• _Action item_: Print the data that follows again, keeping every line exact.

• _Data section_:
%%
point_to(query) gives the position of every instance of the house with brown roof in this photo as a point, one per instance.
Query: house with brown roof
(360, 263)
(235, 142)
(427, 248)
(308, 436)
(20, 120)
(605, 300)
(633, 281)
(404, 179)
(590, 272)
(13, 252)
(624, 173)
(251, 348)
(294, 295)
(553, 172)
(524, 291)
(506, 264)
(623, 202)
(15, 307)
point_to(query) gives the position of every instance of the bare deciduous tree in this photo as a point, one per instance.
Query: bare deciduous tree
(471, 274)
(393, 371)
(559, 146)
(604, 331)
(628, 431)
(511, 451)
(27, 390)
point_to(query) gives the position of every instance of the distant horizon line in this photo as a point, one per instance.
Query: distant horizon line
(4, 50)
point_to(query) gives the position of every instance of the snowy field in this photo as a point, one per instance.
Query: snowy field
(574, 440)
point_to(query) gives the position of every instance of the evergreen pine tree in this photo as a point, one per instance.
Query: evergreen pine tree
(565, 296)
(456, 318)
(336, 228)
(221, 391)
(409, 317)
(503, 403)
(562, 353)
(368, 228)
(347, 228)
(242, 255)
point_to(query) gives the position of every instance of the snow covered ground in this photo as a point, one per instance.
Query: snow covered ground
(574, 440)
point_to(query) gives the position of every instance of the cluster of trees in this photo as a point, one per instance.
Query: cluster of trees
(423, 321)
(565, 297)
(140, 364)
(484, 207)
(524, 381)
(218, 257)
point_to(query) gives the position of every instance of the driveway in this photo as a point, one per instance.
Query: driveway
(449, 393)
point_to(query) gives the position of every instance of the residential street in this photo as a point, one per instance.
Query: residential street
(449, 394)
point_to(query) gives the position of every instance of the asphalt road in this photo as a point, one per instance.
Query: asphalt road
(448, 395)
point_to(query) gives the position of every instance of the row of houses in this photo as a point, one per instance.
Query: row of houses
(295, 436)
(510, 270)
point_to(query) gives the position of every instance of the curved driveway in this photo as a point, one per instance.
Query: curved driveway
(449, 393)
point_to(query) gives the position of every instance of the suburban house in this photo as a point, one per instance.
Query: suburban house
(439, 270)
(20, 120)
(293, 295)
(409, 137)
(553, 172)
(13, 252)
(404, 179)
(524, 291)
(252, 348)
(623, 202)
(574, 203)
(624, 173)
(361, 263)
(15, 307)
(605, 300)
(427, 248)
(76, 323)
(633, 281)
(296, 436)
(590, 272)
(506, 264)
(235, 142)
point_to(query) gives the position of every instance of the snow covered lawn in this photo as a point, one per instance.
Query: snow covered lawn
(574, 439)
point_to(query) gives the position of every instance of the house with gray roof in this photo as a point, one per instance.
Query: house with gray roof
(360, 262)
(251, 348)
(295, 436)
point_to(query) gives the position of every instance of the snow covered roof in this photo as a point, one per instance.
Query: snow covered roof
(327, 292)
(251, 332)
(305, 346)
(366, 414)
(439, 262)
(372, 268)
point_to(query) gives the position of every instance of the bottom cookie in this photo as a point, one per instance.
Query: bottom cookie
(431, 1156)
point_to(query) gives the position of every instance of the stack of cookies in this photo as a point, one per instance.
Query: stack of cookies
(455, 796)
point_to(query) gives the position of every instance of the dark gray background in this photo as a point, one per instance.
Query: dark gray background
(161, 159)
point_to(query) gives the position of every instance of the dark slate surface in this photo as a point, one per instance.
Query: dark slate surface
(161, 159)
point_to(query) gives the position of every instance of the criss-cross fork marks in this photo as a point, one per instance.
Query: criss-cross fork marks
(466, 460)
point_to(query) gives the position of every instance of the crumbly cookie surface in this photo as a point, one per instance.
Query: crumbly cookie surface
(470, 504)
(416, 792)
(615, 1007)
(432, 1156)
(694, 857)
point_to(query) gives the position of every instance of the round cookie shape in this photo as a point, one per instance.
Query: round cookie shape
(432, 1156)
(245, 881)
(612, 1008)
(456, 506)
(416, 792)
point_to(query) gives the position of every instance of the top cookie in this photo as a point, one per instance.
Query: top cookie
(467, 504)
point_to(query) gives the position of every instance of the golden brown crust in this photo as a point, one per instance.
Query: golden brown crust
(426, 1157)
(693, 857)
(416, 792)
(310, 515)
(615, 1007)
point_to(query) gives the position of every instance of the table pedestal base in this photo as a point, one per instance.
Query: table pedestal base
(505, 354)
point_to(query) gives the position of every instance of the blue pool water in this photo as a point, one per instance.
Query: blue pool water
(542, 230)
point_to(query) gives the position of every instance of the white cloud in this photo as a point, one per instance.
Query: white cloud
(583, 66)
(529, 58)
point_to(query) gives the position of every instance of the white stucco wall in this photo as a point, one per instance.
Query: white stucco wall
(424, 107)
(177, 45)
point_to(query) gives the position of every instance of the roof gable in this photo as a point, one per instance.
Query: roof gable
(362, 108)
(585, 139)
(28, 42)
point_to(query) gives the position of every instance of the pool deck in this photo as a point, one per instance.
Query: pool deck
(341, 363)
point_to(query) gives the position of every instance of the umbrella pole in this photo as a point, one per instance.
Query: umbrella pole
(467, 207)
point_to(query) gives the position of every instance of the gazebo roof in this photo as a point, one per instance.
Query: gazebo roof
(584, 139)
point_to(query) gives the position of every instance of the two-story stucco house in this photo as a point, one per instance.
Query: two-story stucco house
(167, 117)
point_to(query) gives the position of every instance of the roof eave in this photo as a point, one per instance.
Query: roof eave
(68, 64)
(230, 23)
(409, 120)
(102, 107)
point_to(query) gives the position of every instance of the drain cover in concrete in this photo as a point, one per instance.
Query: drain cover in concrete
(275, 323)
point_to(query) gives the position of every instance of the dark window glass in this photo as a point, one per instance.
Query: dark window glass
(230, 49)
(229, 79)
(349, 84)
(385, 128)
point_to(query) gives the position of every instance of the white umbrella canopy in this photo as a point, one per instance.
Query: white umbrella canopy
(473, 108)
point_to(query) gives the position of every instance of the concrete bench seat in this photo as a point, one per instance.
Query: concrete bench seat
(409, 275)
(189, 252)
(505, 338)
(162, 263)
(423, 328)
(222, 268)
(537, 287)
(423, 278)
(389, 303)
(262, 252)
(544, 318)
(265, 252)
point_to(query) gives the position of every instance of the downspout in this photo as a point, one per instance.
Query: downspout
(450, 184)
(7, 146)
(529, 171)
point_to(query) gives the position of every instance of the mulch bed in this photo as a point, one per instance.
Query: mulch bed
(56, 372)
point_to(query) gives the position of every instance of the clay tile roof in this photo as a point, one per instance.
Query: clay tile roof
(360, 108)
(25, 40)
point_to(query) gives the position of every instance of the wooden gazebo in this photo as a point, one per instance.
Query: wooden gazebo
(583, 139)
%%
• _Written solution_:
point_to(query) gives the position of every instance of the house with brown roof in this photo as a point, one per instance.
Query: house with brown roof
(360, 263)
(235, 142)
(427, 248)
(308, 436)
(20, 120)
(605, 300)
(633, 281)
(404, 179)
(590, 272)
(13, 252)
(624, 173)
(251, 348)
(294, 295)
(553, 172)
(524, 291)
(506, 264)
(623, 202)
(15, 307)
point_to(query) gives the position of every instance of the bare deciduous tree in this photo as a point, one per instance.
Query: bare deciduous tree
(471, 274)
(393, 371)
(559, 146)
(604, 331)
(628, 431)
(511, 451)
(27, 390)
point_to(query) gives the position of every instance of the distant horizon line in this photo as a point, one per instance.
Query: distant horizon line
(4, 50)
point_to(query) gives the position of every instance of the snowy field in this photo as a point, one per instance.
Query: snowy field
(574, 440)
point_to(query) gives the position of every instance of the evergreen pine tree in this photo as a point, one per instance.
Query: evergreen pine tree
(565, 296)
(456, 318)
(336, 228)
(221, 391)
(409, 317)
(503, 403)
(562, 353)
(368, 228)
(347, 228)
(242, 255)
point_to(query) gives the position of every instance of the snow covered ground in this photo as a point, one per instance.
Query: snow covered ground
(574, 440)
point_to(query) gives the position of every instance of the cluster of trees in this photo as a point, one per instance.
Query: cluster of trees
(423, 321)
(565, 297)
(140, 364)
(484, 207)
(524, 381)
(218, 257)
point_to(query) gives the position of every instance of the driveway in this photo as a point, one per instance.
Query: driveway
(449, 393)
point_to(query) gives the position of every instance of the residential street in this photo as a point, one per instance.
Query: residential street
(449, 394)
point_to(query) gives the position of every instance of the asphalt road in this photo as a point, one per instance.
Query: asphalt road
(448, 395)
point_to(query) gives the position of every instance of the row of houses in this photo as a point, one per instance.
Query: row of houses
(295, 436)
(510, 270)
point_to(query) gives the position of every instance of the curved driveway in this photo as a point, one per instance.
Query: curved driveway
(449, 393)
point_to(query) gives the position of every instance of the suburban house in this photo as a point, one per instance.
Query: suburban house
(439, 270)
(20, 120)
(293, 295)
(409, 137)
(553, 172)
(13, 252)
(404, 179)
(524, 291)
(252, 348)
(623, 202)
(574, 203)
(624, 173)
(361, 263)
(15, 307)
(605, 300)
(427, 248)
(76, 323)
(633, 281)
(296, 436)
(590, 272)
(506, 264)
(235, 142)
point_to(query) gives the position of every instance of the snow covered lawn in this photo as a point, one per instance.
Query: snow covered lawn
(574, 439)
point_to(query) gives the position of every instance of the house with gray roof in this photo as a point, one per instance.
Query: house with gray roof
(360, 262)
(251, 348)
(295, 436)
point_to(query) gives the position of every instance of the snow covered roof in this photo as a point, one per instance.
Query: snow covered roof
(327, 292)
(251, 332)
(305, 346)
(366, 414)
(439, 262)
(372, 268)
point_to(query) gives the position of every instance of the bottom cookie in this photo as a point, one per instance.
Query: bottom cookie
(431, 1156)
point_to(query) gives the position of every instance of the stack of cookies in this photo as a point, one per instance.
Query: stack of cookies
(455, 796)
point_to(query) gives the position of every instance of the dark gray background in this photo as a point, one per instance.
Query: dark gray background
(161, 159)
point_to(query) gives the position of every instance of the dark slate surface in this photo as a point, one per instance.
Query: dark slate surface
(161, 159)
point_to(query) gives the position of every instance of the criss-cross fork marks in this photo as a point, one per instance.
Query: criss-cross fork marks
(466, 460)
point_to(query) gives the position of every instance of the crumbly cookie surface in this photo as a point, one per instance.
Query: crumbly cookie surface
(470, 504)
(416, 792)
(615, 1007)
(432, 1156)
(694, 857)
point_to(query) gives the position of every instance of the round cookie shape in this photo as a point, one per instance.
Query: round cookie shape
(432, 1156)
(245, 881)
(612, 1008)
(456, 506)
(416, 792)
point_to(query) gives the position of every instance of the top cookie in this photo as a point, one per instance.
Query: top cookie
(467, 504)
point_to(query) gives the position of every instance of the golden brown crust in this photo as a point, one per instance.
Query: golden brown crust
(426, 1157)
(693, 857)
(416, 792)
(310, 515)
(615, 1007)
point_to(query) gives the position of every instance of the table pedestal base in this photo as a point, one per instance.
Query: table pedestal base
(505, 354)
point_to(query) gives the position of every instance of the blue pool water in this photo as a point, one per instance.
Query: blue pool water
(542, 230)
point_to(query) gives the position of every instance of the white cloud in this photo as a point, one per instance.
Query: white cloud
(583, 66)
(529, 58)
point_to(query) gives the position of every instance of the white stucco wall in this photo as a point, one per instance.
Query: white stucco wall
(424, 107)
(177, 45)
point_to(query) gives the position of every instance of the roof gable in this photo as a point, one per instance.
Query: roof gable
(362, 108)
(585, 139)
(28, 42)
point_to(query) gives the position of every instance of the pool deck in this photo as a point, one per instance.
Query: pool deck
(341, 363)
point_to(query) gives the position of every instance of the umbrella pole in this photo as a point, one per instance.
Query: umbrella pole
(467, 207)
point_to(query) gives the position of every instance of the gazebo roof in this photo as a point, one per instance.
Query: gazebo roof
(584, 139)
point_to(query) gives the position of every instance of the two-story stucco house in this photo as a point, one per instance.
Query: two-story stucco house
(167, 117)
point_to(query) gives the position of every instance of the roof eave in this photo as a point, one per instance.
Query: roof eave
(68, 64)
(230, 23)
(409, 120)
(102, 107)
point_to(query) gives the position of every instance of the drain cover in concrete in this photo as a point, one per instance.
Query: drain cover in concrete
(275, 323)
point_to(query) gives the position of every instance of the dark window glass in this photo as a point, one per instance.
Query: dark window glass
(230, 49)
(229, 79)
(349, 84)
(385, 128)
point_to(query) gives the position of every instance of the white umbrella canopy in this photo as a point, one per instance.
Query: white umbrella canopy
(473, 108)
point_to(query) gives the position of every instance of the concrete bench seat in this photo as a point, one per instance.
Query: concrete bench seat
(409, 275)
(189, 252)
(505, 338)
(162, 263)
(423, 328)
(222, 268)
(537, 287)
(423, 278)
(389, 303)
(262, 252)
(544, 318)
(265, 252)
point_to(query) gives the position of every instance of the downspout in this photo as a point, one per instance.
Query: downspout
(450, 184)
(7, 146)
(529, 171)
point_to(query) gives the position of every instance of the mulch bed in this photo as a point, one per instance.
Query: mulch bed
(56, 372)
point_to(query) gives the position of every instance of the clay tile roof in this photo as a point, one per instance.
Query: clay tile roof
(360, 108)
(25, 40)
point_to(query) gives the position of every instance of the wooden gazebo in this photo as a point, one per instance.
Query: wooden gazebo
(583, 139)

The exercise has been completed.